Prolongez l'extrait sur la lecture marxiste de la Commune de Paris en reprenant juste après sa dernière phrase.

Extrait =>
%%

Quant à Lénine, citant dès les premiers paragraphes de l’État et la révolution L’Anti-Dühring d’Engels, il note que l’alter-ego de Marx y « dit qu’en prenant possession du pouvoir d’État, le prolétariat “supprime par là l’État en tant qu’État” ». Il ajoute ceci : « On n’a pas coutume de réfléchir à ce que cela signifie. D’ordinaire, ou bien l’on en méconnaît complètement le sens, ou bien l’on y voit, de la part d’Engels, quelque chose comme une faiblesse hégélienne. En réalité, ces mots expriment en raccourci l’expérience d’une des plus grandes révolutions prolétariennes, l’expérience de la Commune de Paris de 1871 »29.

La petite phrase de Marx sur la « forme enfin trouvée » de l’émancipation du salariat a échappé à son auteur. Selon Robert Thombs, « pour les marxistes, la Commune a été le prototype à examiner et à diagnostiquer, afin de produire un modèle futur victorieux. Ainsi, leurs analyses, en suivant les brefs commentaires de Marx, se sont focalisées sur les erreurs de politique et stratégiques supposées de la Commune pour expliquer sa défaite »30. Dès le printemps 1871, dans sa correspondance, Marx avait critiqué l’excès d’honnêteté des communards, voire leur côté trop « bon garçon » (sic !). Il eût fallu organiser bien plus promptement le nouveau pouvoir, sans sacrifier au formalisme démocratique, vu l’urgence de l’heure. Enfin et surtout, « il eût fallu marcher aussitôt sur Versailles après que Vinoy d’abord, et ensuite les éléments réactionnaires de la garde nationale parisienne eurent laissé le champ libre. Par scrupule de conscience, on laissa passer le moment favorable »31. Dix ans plus tard, comme on l’a vu, Marx pensa – peut-être suite à la lecture de la première édition de L’Histoire de la Commune de Lissagaray, publiée en 1876 – à adjoindre à ce grief celui de ne pas avoir confisqué les avoirs de la Banque de France.

%%

Enregistrements présentés =>
%%

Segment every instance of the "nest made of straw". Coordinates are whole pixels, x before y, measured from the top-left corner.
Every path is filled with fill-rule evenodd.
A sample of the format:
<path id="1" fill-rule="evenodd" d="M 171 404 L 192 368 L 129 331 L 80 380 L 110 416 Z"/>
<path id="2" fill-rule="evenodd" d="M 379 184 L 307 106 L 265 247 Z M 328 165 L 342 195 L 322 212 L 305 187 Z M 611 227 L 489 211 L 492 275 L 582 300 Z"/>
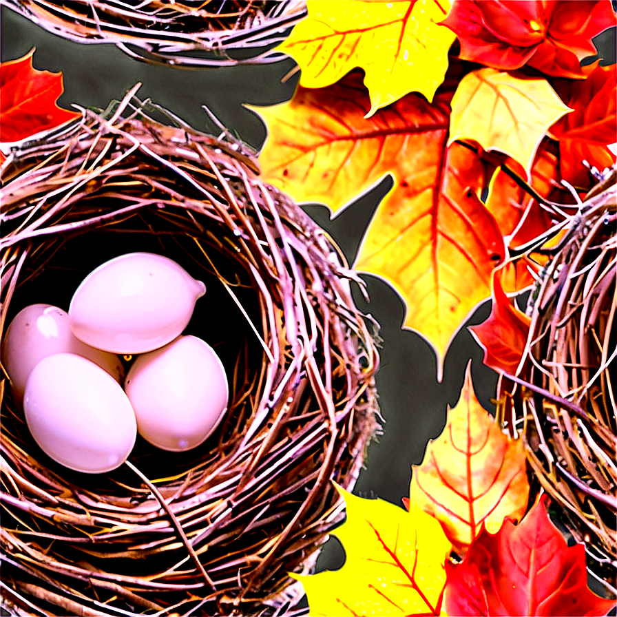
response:
<path id="1" fill-rule="evenodd" d="M 275 611 L 298 599 L 288 572 L 307 571 L 342 520 L 331 481 L 353 485 L 377 428 L 373 326 L 336 247 L 241 144 L 128 114 L 127 101 L 4 164 L 3 331 L 28 304 L 66 309 L 111 257 L 164 253 L 205 282 L 187 332 L 221 357 L 229 407 L 194 450 L 138 438 L 127 464 L 81 474 L 38 448 L 3 379 L 4 605 Z"/>
<path id="2" fill-rule="evenodd" d="M 183 67 L 284 59 L 287 56 L 272 48 L 306 14 L 304 0 L 0 0 L 0 3 L 64 39 L 112 43 L 134 58 Z"/>
<path id="3" fill-rule="evenodd" d="M 574 216 L 530 297 L 515 409 L 532 475 L 615 593 L 616 173 Z M 502 385 L 507 390 L 512 379 Z M 520 387 L 522 386 L 522 387 Z"/>

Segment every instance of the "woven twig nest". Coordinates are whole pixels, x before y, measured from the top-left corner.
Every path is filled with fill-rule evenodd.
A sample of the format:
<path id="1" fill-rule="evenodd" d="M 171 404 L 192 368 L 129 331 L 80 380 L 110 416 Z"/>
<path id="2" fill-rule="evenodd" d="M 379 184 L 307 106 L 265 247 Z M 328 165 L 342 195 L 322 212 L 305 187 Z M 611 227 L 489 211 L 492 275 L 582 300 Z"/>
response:
<path id="1" fill-rule="evenodd" d="M 221 357 L 229 410 L 193 450 L 138 437 L 127 464 L 85 474 L 38 448 L 3 379 L 3 602 L 19 614 L 274 611 L 298 599 L 288 572 L 311 567 L 340 521 L 331 480 L 353 485 L 376 429 L 373 326 L 336 247 L 240 144 L 123 117 L 125 104 L 5 163 L 3 331 L 25 305 L 66 309 L 109 258 L 164 254 L 206 284 L 186 331 Z"/>
<path id="2" fill-rule="evenodd" d="M 302 0 L 1 0 L 76 43 L 112 43 L 149 62 L 184 67 L 273 62 L 306 14 Z M 240 51 L 242 53 L 236 53 Z M 228 52 L 233 52 L 232 56 Z"/>
<path id="3" fill-rule="evenodd" d="M 584 202 L 532 293 L 517 373 L 527 385 L 515 397 L 533 475 L 609 589 L 617 565 L 614 181 L 614 171 Z"/>

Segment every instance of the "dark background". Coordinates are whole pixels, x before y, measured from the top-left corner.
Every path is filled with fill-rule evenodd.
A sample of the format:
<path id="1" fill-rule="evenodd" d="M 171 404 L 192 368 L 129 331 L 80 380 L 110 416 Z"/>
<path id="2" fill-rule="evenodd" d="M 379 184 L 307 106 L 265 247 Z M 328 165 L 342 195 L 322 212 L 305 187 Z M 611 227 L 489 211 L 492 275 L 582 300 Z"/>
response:
<path id="1" fill-rule="evenodd" d="M 62 71 L 65 94 L 60 105 L 105 108 L 121 99 L 136 83 L 138 95 L 170 109 L 195 128 L 207 131 L 207 105 L 228 129 L 255 149 L 266 137 L 261 120 L 243 105 L 269 105 L 291 98 L 298 73 L 283 82 L 294 67 L 291 59 L 270 65 L 224 69 L 182 70 L 134 60 L 110 45 L 73 43 L 47 32 L 3 8 L 1 59 L 19 58 L 36 48 L 34 67 Z M 615 29 L 596 40 L 605 62 L 615 62 Z M 316 204 L 302 207 L 339 243 L 352 263 L 364 230 L 375 206 L 390 186 L 389 178 L 331 220 L 329 210 Z M 421 462 L 427 442 L 437 437 L 446 421 L 448 405 L 454 406 L 463 384 L 466 366 L 472 370 L 477 395 L 494 410 L 496 375 L 482 364 L 483 351 L 466 326 L 483 321 L 490 312 L 484 302 L 463 324 L 445 359 L 443 379 L 436 380 L 437 360 L 426 340 L 415 332 L 401 329 L 403 303 L 391 287 L 367 275 L 368 304 L 357 295 L 359 307 L 381 324 L 383 343 L 377 377 L 383 434 L 368 452 L 366 468 L 354 493 L 379 496 L 397 505 L 408 494 L 410 466 Z M 334 567 L 339 552 L 331 546 L 320 560 Z"/>

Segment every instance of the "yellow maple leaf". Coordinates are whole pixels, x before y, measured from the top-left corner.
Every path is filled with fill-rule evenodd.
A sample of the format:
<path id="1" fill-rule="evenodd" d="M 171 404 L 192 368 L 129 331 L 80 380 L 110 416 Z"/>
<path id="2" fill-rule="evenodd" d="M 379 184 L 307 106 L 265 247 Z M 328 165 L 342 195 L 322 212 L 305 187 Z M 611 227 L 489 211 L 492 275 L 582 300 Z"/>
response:
<path id="1" fill-rule="evenodd" d="M 346 561 L 340 569 L 301 581 L 312 617 L 445 615 L 444 563 L 451 545 L 439 523 L 421 510 L 408 512 L 381 499 L 363 499 L 338 488 L 347 519 L 333 535 Z"/>
<path id="2" fill-rule="evenodd" d="M 414 507 L 441 521 L 461 554 L 483 523 L 496 533 L 505 517 L 520 521 L 529 497 L 522 441 L 505 435 L 478 402 L 470 366 L 443 432 L 413 468 L 409 494 Z"/>
<path id="3" fill-rule="evenodd" d="M 308 17 L 279 49 L 300 65 L 305 87 L 324 87 L 352 69 L 364 69 L 370 95 L 368 116 L 408 92 L 421 92 L 432 101 L 456 38 L 438 23 L 450 3 L 308 0 Z"/>
<path id="4" fill-rule="evenodd" d="M 543 78 L 482 68 L 466 75 L 452 99 L 450 138 L 509 154 L 529 174 L 546 132 L 572 112 Z"/>
<path id="5" fill-rule="evenodd" d="M 299 87 L 260 112 L 269 136 L 264 179 L 297 202 L 334 212 L 387 174 L 395 185 L 371 220 L 357 269 L 382 277 L 406 306 L 404 325 L 435 347 L 441 371 L 465 317 L 490 295 L 503 236 L 481 202 L 485 169 L 458 144 L 446 147 L 451 93 L 432 104 L 408 94 L 370 118 L 359 72 L 326 88 Z"/>

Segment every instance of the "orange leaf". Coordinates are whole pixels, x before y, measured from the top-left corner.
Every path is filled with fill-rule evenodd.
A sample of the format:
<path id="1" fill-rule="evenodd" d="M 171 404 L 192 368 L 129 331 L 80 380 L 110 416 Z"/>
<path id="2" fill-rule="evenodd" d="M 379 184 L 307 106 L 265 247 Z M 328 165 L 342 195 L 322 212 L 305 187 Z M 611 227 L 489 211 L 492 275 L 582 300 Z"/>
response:
<path id="1" fill-rule="evenodd" d="M 493 274 L 492 308 L 486 321 L 470 330 L 484 348 L 484 364 L 495 370 L 516 375 L 527 344 L 530 319 L 503 293 L 499 271 Z"/>
<path id="2" fill-rule="evenodd" d="M 587 585 L 585 545 L 568 545 L 543 497 L 516 527 L 483 529 L 463 562 L 446 563 L 450 615 L 606 615 L 615 606 Z"/>
<path id="3" fill-rule="evenodd" d="M 438 92 L 432 104 L 408 94 L 367 119 L 361 80 L 353 73 L 327 88 L 300 87 L 290 103 L 260 110 L 269 129 L 263 175 L 296 201 L 335 212 L 394 175 L 355 266 L 393 284 L 406 302 L 405 326 L 441 355 L 489 295 L 503 258 L 501 234 L 479 198 L 485 169 L 468 149 L 446 146 L 450 93 Z"/>
<path id="4" fill-rule="evenodd" d="M 64 90 L 62 74 L 34 68 L 34 52 L 0 65 L 1 142 L 19 141 L 79 115 L 56 104 Z"/>
<path id="5" fill-rule="evenodd" d="M 470 364 L 446 428 L 413 470 L 410 501 L 437 519 L 463 554 L 483 524 L 496 531 L 505 516 L 522 518 L 528 495 L 523 444 L 502 432 L 478 402 Z"/>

%%

Réponse =>
Par la suite, ces remarques – pas forcément sans fondement – furent réduites à quelques formules prêtes à l’emploi qu’on ne se lassa pas de répéter dans toutes les écoles de formation et dans les manuels édités par les partis de gauche et d’extrême gauche jusque dans les années 1970. Cette obsession, côté marxiste, de la sortie torrentielle sur Versailles, prorogée par inconséquence dès le 19 mars au matin, malgré les exhortations des blanquistes Eudes et Duval32, et de la pusillanimité de Jourde et même de Varlin face aux administrateurs de la Banque de France, suggéra à William Serman une belle formule. L’historien dénonça en effet en 1986 de tels discours se plaisant à « reprocher aux communards de n’avoir [pas] suivi […] les conseils éclairés de leurs historiens »33… Il faut reconnaître qu’il y a dans cette assertion formellement absurde un fond de vérité.

Une doxa bien ancrée

Dès la fin du XIXe siècle, on peut constater que cette vulgate était solidement installée. Dans l’enquête sur la Commune menée par La Revue blanche, de nombreux leaders et militants ouvriers mobilisent cette doxa relativement soit à l’offensive avortée du 19 mars, soit à l’affaire de la Banque de France, soit aux deux. Jean Allemane, leader du très ouvriériste Parti ouvrier socialiste révolutionnaire et futur fondateur de la SFIO, regrette que les chefs communards aient préféré « parlotter », au lieu « de frapper le bourgeoisisme (sic) à l’endroit sensible : le coffre-fort »34. En 1897, une évocation fort peu explicite à la Banque de France semble suffire à Allemane pour se faire comprendre du lectorat.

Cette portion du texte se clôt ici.